Instruction A —
In the listing, change "visually impaired user" to "blind user" between the lines holding "Accessibility service: describe the location of man's eyebrow" and "453,132 -> 465,159", inclusive, and write those lines out again with nothing else altered.

Extract provided —
== == ==
- Type: Geological formation
- Underlies: Regadera Formation
- Overlies: Cacho Formation
- Thickness: 169–1,415 m (554–4,642 ft)

Lithology
- Primary: Mudstone, shale, siltstone
- Other: Sandstone

Location
- Coordinates: 4°29′18.4″N 74°08′08.5″W﻿ / ﻿4.488444°N 74.135694°W
- Region: Bogotá savanna & Eastern Hills, Altiplano Cundiboyacense Eastern Ranges, Andes
- Country: Colombia

Type section
- Named for: Bogotá
- Named by: Hettner
- Location: Ciudad Bolívar, Bogotá
- Year defined: 1892
- Coordinates: 4°29′18.4″N 74°08′08.5″W﻿ / ﻿4.488444°N 74.135694°W
- Approximate paleocoordinates: 2°06′N 62°24′W﻿ / ﻿2.1°N 62.4°W
- Region: Cundinamarca
- Country: Colombia
- Bogotá Formation (Colombia)

= Bogotá Formation =

Geological formation in Bogotá, Colombia

The Bogotá Formation (Formación Bogotá, E_{1-2}b, Tpb, Pgb) is a geological formation of the Eastern Hills and Bogotá savanna on the Altiplano Cundiboyacense, Eastern Ranges of the Colombian Andes. The predominantly shale and siltstone formation, with sandstone beds intercalated, dates to the Paleogene period; Upper Paleocene to Lower Eocene epochs, with an age range of 61.66 to 52.5 Ma, spanning the Paleocene–Eocene Thermal Maximum. The thickness of the Bogotá Formation ranges from 169 m near Tunja to 1415 m near Bogotá. Fossils of the ungulate Etayoa bacatensis have been found in the Bogotá Formation, as well as numerous reptiles, unnamed as of 2017.

== Etymology ==
The formation was first described by Hettner in 1892, then by Hubach in 1931, 1945 and 1957, and named in 1963 by Julivert after the Colombian capital Bogotá and its savanna.

== Description ==

The Bogotá Formation was deposited during the Paleocene–Eocene Thermal Maximum, here indicated as LPTM

=== Lithologies ===
The Bogotá Formation consists mainly of grayish-red, locally purplish, commonly greenish-gray, generally poorly stratified mudstone and silty claystone. Lithic arenite sandstone lenses, ranging from fine- to medium-grained, generally friable and variegated, are local constituents. Carbonaceous material is present as thin beds of low-grade argillaceous coal, north of Bogotá. Fossil remains of Etaoya bacatensis, named after Colombian geologist Fernando Etayo and the indigenous name for the Bogotá savanna, Bacatá, have been found in Ciudad Bolívar, close to the type locality of the Bogotá Formation. Additionally, macroflora of Palaeophytocrene hammenii, named after Dutch botanist Thomas van der Hammen, and pollen of Foveotriletes margaritae, Proxapertites operculatus and Foveotricolpites perforatus have been found, used for dating the formation. Other pollen and flora, as Ulmoideipites krempii, Carpolithus, Anemocardium margaritae, and Hickeycarpum peltatum have been found in the Bogotá Formation. The abundant paleosols of the Bogotá Formation show an increase in chemical weathering across the Paleocene-Eocene (P-E) transition; the Paleocene–Eocene Thermal Maximum.
== == ==
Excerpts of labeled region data
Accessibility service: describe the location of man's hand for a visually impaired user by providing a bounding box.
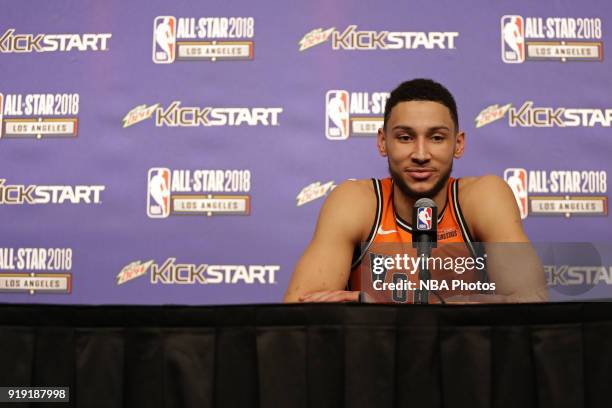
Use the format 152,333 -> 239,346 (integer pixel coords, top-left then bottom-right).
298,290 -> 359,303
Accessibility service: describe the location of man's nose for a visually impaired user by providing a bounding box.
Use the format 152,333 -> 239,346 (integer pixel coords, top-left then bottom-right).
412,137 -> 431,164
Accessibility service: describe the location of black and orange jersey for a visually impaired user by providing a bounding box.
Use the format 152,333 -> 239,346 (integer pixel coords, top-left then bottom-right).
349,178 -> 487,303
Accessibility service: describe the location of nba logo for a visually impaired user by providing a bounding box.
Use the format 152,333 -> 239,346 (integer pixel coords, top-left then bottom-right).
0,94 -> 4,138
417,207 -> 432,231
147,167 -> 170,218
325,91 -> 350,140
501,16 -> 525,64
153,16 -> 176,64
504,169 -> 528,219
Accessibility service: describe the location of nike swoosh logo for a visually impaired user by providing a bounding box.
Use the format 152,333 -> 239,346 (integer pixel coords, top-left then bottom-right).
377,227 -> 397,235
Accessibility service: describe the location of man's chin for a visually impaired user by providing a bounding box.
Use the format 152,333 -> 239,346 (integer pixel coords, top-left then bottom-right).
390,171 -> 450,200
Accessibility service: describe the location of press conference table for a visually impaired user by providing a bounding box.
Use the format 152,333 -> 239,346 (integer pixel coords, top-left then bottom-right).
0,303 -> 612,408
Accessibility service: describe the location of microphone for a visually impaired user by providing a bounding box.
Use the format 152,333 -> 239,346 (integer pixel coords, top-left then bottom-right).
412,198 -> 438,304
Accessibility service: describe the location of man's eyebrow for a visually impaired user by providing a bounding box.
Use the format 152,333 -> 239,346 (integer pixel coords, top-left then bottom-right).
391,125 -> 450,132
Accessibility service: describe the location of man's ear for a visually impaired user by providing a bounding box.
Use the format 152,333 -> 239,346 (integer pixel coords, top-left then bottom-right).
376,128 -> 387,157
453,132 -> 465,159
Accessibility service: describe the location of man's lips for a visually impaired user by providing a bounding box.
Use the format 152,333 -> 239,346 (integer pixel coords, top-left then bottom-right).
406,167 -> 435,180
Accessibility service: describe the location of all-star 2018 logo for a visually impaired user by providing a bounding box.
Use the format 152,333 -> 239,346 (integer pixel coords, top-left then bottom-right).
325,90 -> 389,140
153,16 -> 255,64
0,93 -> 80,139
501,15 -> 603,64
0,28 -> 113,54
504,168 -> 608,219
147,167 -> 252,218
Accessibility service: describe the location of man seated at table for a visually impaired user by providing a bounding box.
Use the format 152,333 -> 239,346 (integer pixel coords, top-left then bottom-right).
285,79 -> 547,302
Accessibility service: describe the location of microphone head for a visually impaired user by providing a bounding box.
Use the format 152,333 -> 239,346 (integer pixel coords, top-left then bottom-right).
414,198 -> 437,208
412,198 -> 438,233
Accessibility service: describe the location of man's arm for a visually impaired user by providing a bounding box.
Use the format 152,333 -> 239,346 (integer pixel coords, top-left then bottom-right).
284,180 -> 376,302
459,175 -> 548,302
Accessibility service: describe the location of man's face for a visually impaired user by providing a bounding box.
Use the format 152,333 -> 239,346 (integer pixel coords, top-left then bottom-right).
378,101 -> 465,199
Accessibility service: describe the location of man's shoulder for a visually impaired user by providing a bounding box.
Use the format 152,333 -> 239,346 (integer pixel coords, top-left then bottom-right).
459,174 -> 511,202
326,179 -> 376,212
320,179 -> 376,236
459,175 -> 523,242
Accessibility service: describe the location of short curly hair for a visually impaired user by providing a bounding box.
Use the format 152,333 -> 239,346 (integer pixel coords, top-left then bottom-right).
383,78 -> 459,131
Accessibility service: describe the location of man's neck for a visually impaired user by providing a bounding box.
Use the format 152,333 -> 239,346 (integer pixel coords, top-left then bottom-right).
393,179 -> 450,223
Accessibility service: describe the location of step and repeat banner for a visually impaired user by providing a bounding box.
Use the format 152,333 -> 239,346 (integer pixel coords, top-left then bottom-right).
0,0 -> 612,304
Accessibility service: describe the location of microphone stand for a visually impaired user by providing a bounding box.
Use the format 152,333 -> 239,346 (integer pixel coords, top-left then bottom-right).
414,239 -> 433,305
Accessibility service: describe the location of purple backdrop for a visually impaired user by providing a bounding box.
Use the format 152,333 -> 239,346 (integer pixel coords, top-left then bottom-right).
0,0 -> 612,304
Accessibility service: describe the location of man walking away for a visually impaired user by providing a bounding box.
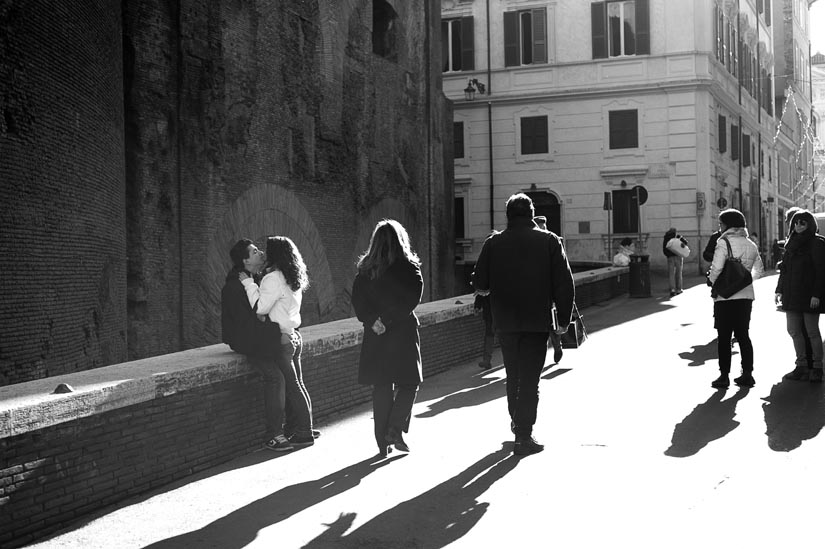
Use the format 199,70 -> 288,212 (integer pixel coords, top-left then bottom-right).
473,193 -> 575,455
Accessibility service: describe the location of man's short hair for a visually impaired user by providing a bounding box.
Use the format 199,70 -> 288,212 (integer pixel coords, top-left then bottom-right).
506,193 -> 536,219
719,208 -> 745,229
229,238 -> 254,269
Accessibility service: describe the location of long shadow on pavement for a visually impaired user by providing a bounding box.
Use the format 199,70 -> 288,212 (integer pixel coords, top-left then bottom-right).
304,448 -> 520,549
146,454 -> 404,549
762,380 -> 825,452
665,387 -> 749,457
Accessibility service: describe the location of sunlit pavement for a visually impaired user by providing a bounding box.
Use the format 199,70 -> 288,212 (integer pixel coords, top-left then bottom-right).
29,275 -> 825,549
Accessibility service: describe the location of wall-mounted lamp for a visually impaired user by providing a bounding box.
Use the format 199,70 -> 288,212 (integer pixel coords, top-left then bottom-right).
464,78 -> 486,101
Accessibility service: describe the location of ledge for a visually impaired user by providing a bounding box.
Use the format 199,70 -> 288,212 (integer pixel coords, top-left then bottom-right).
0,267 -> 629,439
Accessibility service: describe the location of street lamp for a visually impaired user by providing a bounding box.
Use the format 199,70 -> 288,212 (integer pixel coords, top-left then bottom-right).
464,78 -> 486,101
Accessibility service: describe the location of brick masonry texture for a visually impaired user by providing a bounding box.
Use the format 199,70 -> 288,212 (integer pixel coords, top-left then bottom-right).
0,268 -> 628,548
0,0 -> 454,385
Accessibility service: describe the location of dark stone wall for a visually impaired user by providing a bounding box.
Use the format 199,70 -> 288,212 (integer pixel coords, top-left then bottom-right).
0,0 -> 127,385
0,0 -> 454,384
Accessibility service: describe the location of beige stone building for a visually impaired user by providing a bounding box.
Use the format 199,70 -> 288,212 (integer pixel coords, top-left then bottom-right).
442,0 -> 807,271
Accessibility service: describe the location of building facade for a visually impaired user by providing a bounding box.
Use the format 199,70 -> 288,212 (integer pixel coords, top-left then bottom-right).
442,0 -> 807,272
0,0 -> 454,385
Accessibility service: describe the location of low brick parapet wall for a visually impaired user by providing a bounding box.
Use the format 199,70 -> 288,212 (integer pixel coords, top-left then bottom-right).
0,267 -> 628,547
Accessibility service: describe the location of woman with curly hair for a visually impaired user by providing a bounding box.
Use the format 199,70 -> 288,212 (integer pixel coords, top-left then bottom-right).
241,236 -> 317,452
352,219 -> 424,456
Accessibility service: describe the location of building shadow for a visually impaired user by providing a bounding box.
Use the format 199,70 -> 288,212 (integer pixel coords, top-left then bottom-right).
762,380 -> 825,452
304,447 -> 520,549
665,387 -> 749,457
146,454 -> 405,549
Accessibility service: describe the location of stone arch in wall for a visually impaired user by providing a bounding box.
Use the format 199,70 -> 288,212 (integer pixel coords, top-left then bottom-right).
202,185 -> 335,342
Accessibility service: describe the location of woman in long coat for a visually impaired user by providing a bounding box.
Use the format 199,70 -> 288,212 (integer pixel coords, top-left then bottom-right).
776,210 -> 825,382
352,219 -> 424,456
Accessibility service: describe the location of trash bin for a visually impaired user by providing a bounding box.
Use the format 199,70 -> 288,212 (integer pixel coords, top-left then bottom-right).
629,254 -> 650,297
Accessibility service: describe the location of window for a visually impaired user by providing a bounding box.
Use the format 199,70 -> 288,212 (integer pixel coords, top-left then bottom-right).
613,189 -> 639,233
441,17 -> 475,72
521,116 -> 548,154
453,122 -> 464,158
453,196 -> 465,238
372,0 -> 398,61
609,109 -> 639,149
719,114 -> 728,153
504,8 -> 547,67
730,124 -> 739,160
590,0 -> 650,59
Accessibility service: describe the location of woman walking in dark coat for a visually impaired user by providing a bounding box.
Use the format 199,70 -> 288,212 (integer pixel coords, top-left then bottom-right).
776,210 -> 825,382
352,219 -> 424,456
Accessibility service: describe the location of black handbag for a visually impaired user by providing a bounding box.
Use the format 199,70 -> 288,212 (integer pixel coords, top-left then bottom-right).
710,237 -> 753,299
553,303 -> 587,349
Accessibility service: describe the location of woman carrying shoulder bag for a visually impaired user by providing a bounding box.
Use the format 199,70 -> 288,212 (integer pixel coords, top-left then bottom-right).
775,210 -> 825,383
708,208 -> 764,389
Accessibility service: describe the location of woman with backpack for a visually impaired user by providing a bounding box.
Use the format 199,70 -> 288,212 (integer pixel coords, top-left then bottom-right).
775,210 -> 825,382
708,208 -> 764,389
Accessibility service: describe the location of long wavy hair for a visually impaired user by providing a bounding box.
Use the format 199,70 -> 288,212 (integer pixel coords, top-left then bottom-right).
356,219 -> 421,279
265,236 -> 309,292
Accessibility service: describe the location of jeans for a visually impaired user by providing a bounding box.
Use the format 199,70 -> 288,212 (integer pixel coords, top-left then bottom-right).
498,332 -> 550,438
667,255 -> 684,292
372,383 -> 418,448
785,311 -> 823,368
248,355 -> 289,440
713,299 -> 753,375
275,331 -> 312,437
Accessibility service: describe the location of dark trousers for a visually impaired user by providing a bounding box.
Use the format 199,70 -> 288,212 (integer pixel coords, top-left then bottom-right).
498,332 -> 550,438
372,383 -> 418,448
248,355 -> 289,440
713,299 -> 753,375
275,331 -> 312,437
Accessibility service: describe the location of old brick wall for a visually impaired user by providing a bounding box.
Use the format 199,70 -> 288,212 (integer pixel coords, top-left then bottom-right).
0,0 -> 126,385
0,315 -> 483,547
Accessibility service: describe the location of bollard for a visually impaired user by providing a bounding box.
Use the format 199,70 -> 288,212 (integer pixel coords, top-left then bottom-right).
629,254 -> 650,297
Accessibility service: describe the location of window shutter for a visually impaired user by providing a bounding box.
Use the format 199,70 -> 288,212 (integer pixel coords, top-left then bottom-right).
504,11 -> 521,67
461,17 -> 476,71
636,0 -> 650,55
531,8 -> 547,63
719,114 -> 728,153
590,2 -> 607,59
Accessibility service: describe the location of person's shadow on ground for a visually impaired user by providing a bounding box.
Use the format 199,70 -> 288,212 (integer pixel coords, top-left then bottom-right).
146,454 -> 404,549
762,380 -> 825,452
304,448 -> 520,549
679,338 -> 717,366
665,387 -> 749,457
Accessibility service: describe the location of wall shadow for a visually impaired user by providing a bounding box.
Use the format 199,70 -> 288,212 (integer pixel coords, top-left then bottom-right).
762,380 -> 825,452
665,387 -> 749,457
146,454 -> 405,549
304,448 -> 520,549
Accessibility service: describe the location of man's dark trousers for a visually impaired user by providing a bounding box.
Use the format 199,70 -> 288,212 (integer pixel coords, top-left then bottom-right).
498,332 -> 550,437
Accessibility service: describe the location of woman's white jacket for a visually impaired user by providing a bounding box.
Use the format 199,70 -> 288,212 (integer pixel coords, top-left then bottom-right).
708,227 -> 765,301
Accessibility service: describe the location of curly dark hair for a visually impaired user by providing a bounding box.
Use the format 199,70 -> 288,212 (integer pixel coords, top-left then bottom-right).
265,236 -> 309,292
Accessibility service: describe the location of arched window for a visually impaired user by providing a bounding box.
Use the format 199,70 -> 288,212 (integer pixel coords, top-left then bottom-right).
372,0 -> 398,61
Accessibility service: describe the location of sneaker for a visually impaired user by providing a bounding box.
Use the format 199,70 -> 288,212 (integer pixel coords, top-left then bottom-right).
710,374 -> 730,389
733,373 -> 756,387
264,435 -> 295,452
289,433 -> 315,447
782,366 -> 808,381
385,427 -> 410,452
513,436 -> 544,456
== == ==
Instruction B —
Answer these questions about the Bogotá Formation text:
(i) Who named the formation in 1963, and after what?
(ii) How thick is the formation near Tunja?
(iii) After whom is the macroflora Palaeophytocrene hammenii named?

Written response A —
Accessibility service: describe the location of man's eyebrow for a blind user by providing a bounding box.
Use the format 152,333 -> 239,346 (integer pixel coords, top-left then bottom-right).
391,125 -> 450,132
Accessibility service: describe the location of man's ear for a blind user by providing a bounding box.
Use the format 152,333 -> 239,346 (integer pixel coords, top-left then bottom-right).
376,128 -> 387,157
453,132 -> 465,159

Written response B —
(i) Julivert named it after the Colombian capital Bogotá and its savanna.
(ii) 169 m.
(iii) Dutch botanist Thomas van der Hammen.